[Entries taken from a collection]
——————————

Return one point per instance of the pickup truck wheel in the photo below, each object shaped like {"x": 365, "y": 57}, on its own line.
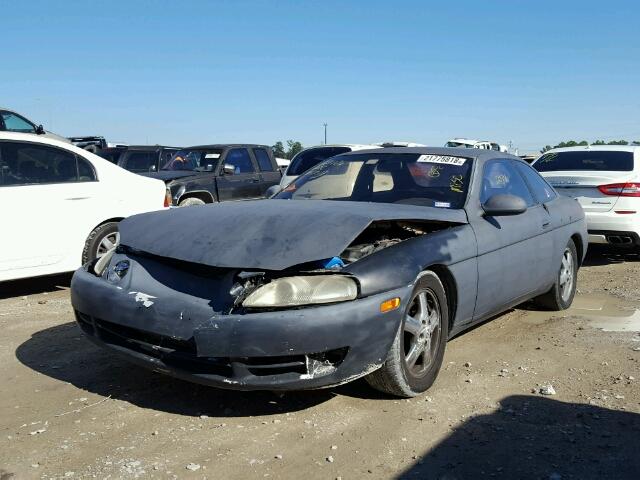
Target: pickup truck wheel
{"x": 414, "y": 360}
{"x": 560, "y": 297}
{"x": 100, "y": 240}
{"x": 190, "y": 202}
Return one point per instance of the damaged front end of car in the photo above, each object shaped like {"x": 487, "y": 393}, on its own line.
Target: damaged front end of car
{"x": 307, "y": 325}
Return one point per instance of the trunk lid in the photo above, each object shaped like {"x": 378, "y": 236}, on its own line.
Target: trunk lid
{"x": 583, "y": 186}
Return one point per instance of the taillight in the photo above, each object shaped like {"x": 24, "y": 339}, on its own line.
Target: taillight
{"x": 621, "y": 189}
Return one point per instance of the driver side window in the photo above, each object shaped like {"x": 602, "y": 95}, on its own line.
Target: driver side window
{"x": 501, "y": 177}
{"x": 241, "y": 161}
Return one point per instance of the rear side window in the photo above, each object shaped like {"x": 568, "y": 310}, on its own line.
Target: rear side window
{"x": 166, "y": 155}
{"x": 240, "y": 159}
{"x": 139, "y": 161}
{"x": 311, "y": 157}
{"x": 29, "y": 164}
{"x": 15, "y": 123}
{"x": 264, "y": 161}
{"x": 501, "y": 177}
{"x": 540, "y": 188}
{"x": 595, "y": 160}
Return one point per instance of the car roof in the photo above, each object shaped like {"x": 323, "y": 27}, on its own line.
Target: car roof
{"x": 227, "y": 145}
{"x": 601, "y": 148}
{"x": 475, "y": 153}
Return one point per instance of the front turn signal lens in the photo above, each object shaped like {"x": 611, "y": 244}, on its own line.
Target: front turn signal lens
{"x": 390, "y": 304}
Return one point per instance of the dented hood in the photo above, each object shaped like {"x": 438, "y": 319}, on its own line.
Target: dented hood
{"x": 265, "y": 234}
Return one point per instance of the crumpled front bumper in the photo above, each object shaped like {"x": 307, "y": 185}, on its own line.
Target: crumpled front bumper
{"x": 176, "y": 333}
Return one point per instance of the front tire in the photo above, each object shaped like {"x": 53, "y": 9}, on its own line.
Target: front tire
{"x": 560, "y": 297}
{"x": 99, "y": 241}
{"x": 414, "y": 360}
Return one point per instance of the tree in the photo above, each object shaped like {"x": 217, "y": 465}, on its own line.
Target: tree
{"x": 294, "y": 147}
{"x": 278, "y": 150}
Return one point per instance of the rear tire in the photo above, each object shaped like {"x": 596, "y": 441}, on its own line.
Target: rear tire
{"x": 190, "y": 202}
{"x": 101, "y": 239}
{"x": 424, "y": 326}
{"x": 560, "y": 297}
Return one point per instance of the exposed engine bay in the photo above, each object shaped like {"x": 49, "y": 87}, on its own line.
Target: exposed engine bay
{"x": 377, "y": 236}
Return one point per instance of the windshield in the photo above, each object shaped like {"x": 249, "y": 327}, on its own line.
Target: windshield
{"x": 597, "y": 160}
{"x": 311, "y": 157}
{"x": 194, "y": 160}
{"x": 428, "y": 180}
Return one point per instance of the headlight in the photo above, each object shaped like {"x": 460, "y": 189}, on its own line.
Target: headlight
{"x": 291, "y": 291}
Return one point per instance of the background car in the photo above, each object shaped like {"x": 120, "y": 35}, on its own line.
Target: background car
{"x": 363, "y": 267}
{"x": 62, "y": 204}
{"x": 145, "y": 158}
{"x": 310, "y": 157}
{"x": 217, "y": 173}
{"x": 606, "y": 181}
{"x": 14, "y": 122}
{"x": 112, "y": 154}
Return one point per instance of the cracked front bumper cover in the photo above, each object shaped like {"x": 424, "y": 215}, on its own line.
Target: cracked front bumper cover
{"x": 178, "y": 335}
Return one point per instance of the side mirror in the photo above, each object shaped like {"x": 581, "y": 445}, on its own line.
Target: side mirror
{"x": 504, "y": 204}
{"x": 272, "y": 190}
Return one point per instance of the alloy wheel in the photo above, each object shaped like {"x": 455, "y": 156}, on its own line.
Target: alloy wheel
{"x": 421, "y": 332}
{"x": 107, "y": 243}
{"x": 566, "y": 275}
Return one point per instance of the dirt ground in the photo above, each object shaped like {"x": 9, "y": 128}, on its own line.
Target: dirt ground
{"x": 70, "y": 410}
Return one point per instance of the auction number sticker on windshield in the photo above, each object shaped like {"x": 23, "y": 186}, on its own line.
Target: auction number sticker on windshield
{"x": 443, "y": 159}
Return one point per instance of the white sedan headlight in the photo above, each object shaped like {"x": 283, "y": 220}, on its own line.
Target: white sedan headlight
{"x": 292, "y": 291}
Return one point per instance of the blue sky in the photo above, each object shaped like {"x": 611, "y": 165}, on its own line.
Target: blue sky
{"x": 183, "y": 73}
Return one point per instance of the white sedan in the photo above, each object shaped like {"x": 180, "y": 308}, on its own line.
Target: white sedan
{"x": 61, "y": 205}
{"x": 606, "y": 181}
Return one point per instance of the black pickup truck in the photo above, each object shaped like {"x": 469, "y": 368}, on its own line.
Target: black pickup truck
{"x": 217, "y": 173}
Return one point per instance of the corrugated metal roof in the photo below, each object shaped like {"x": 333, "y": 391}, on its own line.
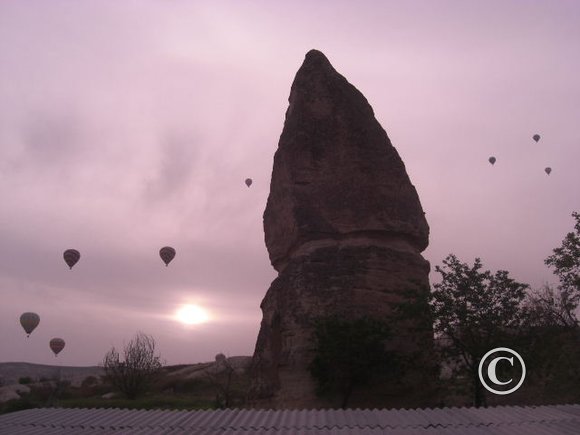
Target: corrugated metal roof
{"x": 560, "y": 419}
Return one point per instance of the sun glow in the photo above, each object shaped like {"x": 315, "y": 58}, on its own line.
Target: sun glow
{"x": 191, "y": 315}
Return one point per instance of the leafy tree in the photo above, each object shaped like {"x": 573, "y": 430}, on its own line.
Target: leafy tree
{"x": 475, "y": 311}
{"x": 349, "y": 353}
{"x": 133, "y": 375}
{"x": 549, "y": 307}
{"x": 566, "y": 264}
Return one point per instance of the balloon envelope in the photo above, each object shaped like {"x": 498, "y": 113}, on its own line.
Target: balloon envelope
{"x": 29, "y": 322}
{"x": 167, "y": 254}
{"x": 71, "y": 256}
{"x": 56, "y": 345}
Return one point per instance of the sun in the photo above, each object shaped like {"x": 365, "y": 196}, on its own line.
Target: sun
{"x": 191, "y": 315}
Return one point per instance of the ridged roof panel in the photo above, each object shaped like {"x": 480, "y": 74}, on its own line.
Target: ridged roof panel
{"x": 561, "y": 419}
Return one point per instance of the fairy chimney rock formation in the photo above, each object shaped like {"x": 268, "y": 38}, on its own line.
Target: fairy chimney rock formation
{"x": 344, "y": 229}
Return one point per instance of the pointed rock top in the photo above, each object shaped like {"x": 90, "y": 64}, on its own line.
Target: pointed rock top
{"x": 315, "y": 56}
{"x": 336, "y": 174}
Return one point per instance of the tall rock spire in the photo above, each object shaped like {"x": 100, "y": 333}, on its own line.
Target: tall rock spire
{"x": 344, "y": 228}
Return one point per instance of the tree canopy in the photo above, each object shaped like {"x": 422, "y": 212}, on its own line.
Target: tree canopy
{"x": 349, "y": 353}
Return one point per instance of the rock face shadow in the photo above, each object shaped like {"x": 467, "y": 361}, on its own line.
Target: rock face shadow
{"x": 345, "y": 229}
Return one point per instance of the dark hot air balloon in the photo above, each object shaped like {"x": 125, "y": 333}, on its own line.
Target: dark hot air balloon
{"x": 167, "y": 253}
{"x": 29, "y": 322}
{"x": 56, "y": 345}
{"x": 71, "y": 257}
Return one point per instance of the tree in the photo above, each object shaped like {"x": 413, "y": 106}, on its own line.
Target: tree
{"x": 565, "y": 261}
{"x": 349, "y": 353}
{"x": 221, "y": 376}
{"x": 133, "y": 375}
{"x": 475, "y": 311}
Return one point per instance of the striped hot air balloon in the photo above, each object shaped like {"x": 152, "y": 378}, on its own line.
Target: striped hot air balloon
{"x": 29, "y": 322}
{"x": 71, "y": 257}
{"x": 56, "y": 345}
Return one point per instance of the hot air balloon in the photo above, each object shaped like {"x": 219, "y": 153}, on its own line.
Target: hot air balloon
{"x": 167, "y": 253}
{"x": 29, "y": 322}
{"x": 56, "y": 345}
{"x": 71, "y": 256}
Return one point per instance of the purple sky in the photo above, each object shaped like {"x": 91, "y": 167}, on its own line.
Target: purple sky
{"x": 127, "y": 126}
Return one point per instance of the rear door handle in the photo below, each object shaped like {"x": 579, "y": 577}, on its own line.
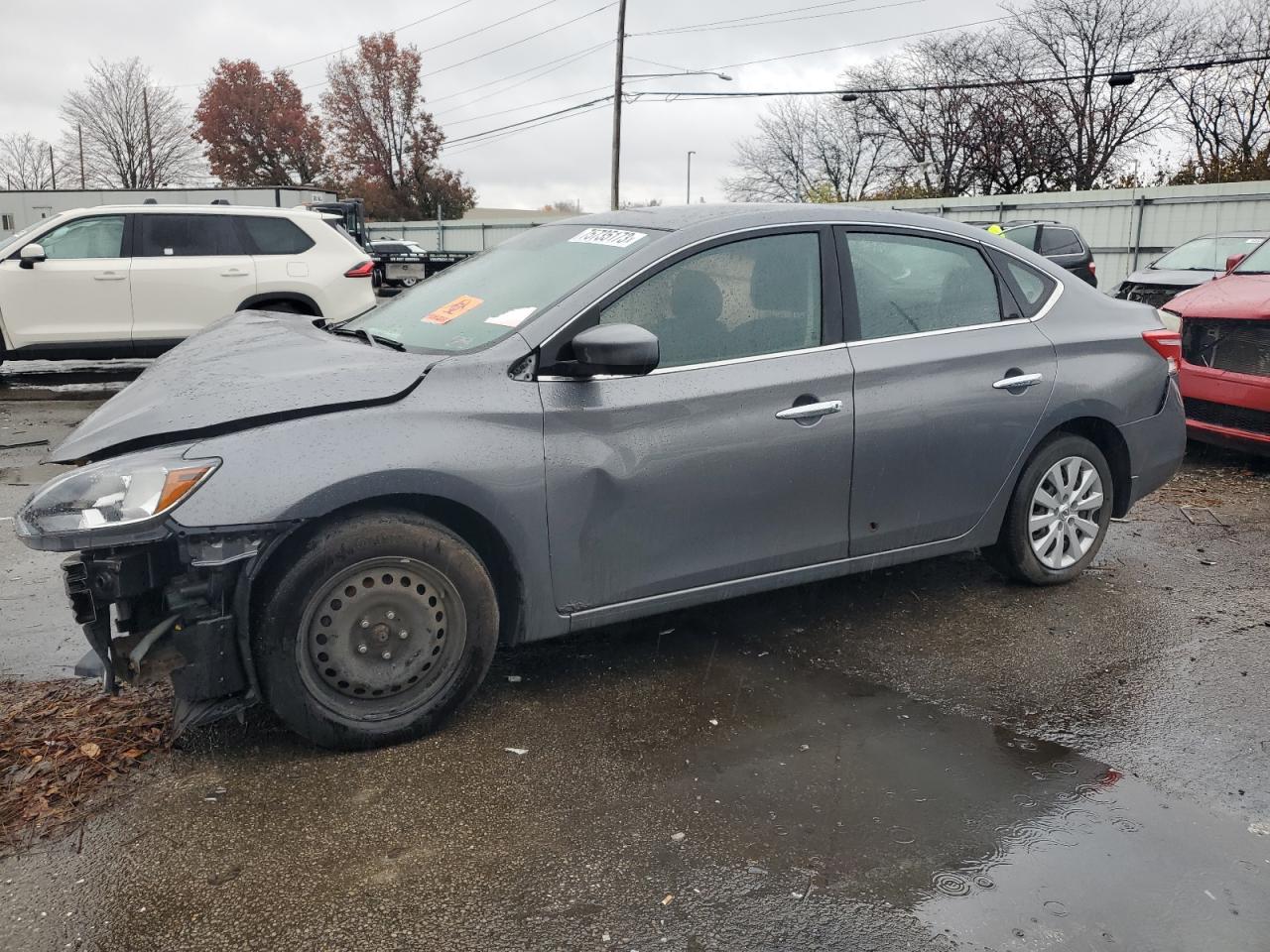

——————————

- [Task to carry out]: Spot the lines above that mention "below" and copy them.

- [Exercise answer]:
Return one point per instance of the pickup truck wheel in the photo below, each object shaped like {"x": 365, "y": 57}, on its own line.
Return one point per instance of the corrugated metal roof in the photo below, each object shaped like {"x": 333, "y": 391}, on its own line.
Return one point per instance of the rear door handle in the photo below, each object shaped like {"x": 579, "y": 577}, on its own line.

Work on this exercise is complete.